### Instructions to follow
Could you write out the records below exactly as they appear?

··········

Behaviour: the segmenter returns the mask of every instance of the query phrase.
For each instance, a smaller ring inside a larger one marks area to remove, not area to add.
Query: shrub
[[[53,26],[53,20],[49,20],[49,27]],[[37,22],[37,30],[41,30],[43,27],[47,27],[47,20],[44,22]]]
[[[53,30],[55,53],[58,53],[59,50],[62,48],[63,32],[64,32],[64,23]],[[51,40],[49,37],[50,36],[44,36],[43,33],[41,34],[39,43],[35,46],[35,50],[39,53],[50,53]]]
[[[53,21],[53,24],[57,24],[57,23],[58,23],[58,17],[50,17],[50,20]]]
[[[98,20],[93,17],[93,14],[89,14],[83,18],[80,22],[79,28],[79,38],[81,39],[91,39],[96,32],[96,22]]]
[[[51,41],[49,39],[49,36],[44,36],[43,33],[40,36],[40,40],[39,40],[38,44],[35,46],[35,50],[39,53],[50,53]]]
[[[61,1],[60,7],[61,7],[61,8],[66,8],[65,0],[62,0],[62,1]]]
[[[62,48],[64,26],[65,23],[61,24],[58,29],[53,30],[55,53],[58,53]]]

··········

### The solution
Behaviour: the segmenter returns the mask of every instance of the query phrase.
For each instance, a smaller ring inside a larger one marks area to remove, not area to add.
Query: shrub
[[[53,26],[53,20],[49,20],[49,27]],[[37,22],[37,30],[41,30],[43,27],[47,27],[47,20],[44,22]]]
[[[53,30],[55,53],[58,53],[59,50],[62,48],[63,32],[64,32],[64,23]],[[51,40],[49,37],[50,36],[44,36],[43,33],[41,34],[39,43],[35,46],[35,50],[39,53],[50,53]]]
[[[53,21],[53,24],[57,24],[57,23],[58,23],[58,17],[50,17],[50,20]]]
[[[98,20],[93,17],[93,14],[89,14],[83,18],[80,22],[79,28],[79,38],[81,39],[91,39],[96,32],[96,22]]]
[[[51,41],[49,39],[49,36],[44,36],[43,33],[40,36],[40,40],[39,40],[38,44],[35,46],[35,50],[39,53],[50,53]]]
[[[61,1],[60,7],[61,7],[61,8],[66,8],[65,0],[62,0],[62,1]]]
[[[62,48],[64,26],[65,23],[61,24],[58,29],[53,30],[55,53],[58,53]]]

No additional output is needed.